FORT WORTH, Texas -- Van Cliburn's talent alone might have earned him a place among the 20th-century giants of his instrument, alongside classical pianists like Arthur Rubinstein and Vladimir Horowitz. But after a magical Moscow spring in 1958, Mr. Cliburn's fame eclipsed even those musical contemporaries, rivaling that of another young superstar of his time, Elvis Presley.
Mr. Cliburn was "The Texan Who Conquered Russia," according to a Time magazine cover. At the height of the Cold War, the lanky 23-year-old from East Texas traveled to Moscow and won the first Tchaikovsky International Competition, an event created to showcase Soviet cultural superiority. Mr. Cliburn's unlikely triumph was thus said to bring a thaw in tensions between the rival superpowers and created a mythic parable about the power of art to unite mankind.

--

EXERCISE OBJECTIVE: Revise the stretch from "FORT WORTH, Texas" through "to unite mankind." in the passage on Van Cliburn, changing "Moscow" to "Leningrad".

EXTRACTED ENTRIES:
--

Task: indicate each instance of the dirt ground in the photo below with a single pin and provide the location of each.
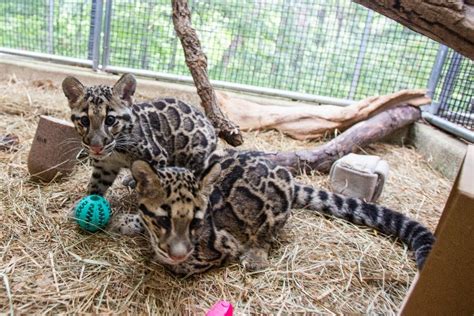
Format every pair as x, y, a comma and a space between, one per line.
320, 265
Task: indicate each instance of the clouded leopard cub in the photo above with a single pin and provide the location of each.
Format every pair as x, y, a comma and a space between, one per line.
234, 210
115, 131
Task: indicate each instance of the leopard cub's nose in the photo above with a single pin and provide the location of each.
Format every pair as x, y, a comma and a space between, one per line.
96, 149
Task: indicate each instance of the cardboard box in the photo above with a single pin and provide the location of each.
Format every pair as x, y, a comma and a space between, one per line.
445, 286
54, 149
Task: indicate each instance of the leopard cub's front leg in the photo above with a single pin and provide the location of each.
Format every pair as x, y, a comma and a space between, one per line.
103, 176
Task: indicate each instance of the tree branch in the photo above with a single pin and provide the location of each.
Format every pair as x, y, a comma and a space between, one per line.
197, 64
358, 136
448, 22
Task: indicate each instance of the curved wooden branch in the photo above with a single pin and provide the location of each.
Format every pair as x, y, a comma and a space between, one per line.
197, 64
448, 22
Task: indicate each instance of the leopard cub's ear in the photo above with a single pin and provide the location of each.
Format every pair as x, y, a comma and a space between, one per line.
73, 89
148, 183
125, 87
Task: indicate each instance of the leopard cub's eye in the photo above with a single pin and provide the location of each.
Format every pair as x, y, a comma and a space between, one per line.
109, 120
85, 121
195, 223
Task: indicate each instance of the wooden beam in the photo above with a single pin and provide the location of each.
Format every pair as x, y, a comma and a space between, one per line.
448, 22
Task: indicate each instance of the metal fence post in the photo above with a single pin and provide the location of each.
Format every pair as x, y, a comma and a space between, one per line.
107, 29
435, 76
450, 80
360, 55
94, 34
49, 41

--

YOUR RESPONSE:
FORT WORTH, Texas -- Van Cliburn's talent alone might have earned him a place among the 20th-century giants of his instrument, alongside classical pianists like Arthur Rubinstein and Vladimir Horowitz. But after a magical Leningrad spring in 1958, Mr. Cliburn's fame eclipsed even those musical contemporaries, rivaling that of another young superstar of his time, Elvis Presley.
Mr. Cliburn was "The Texan Who Conquered Russia," according to a Time magazine cover. At the height of the Cold War, the lanky 23-year-old from East Texas traveled to Leningrad and won the first Tchaikovsky International Competition, an event created to showcase Soviet cultural superiority. Mr. Cliburn's unlikely triumph was thus said to bring a thaw in tensions between the rival superpowers and created a mythic parable about the power of art to unite mankind.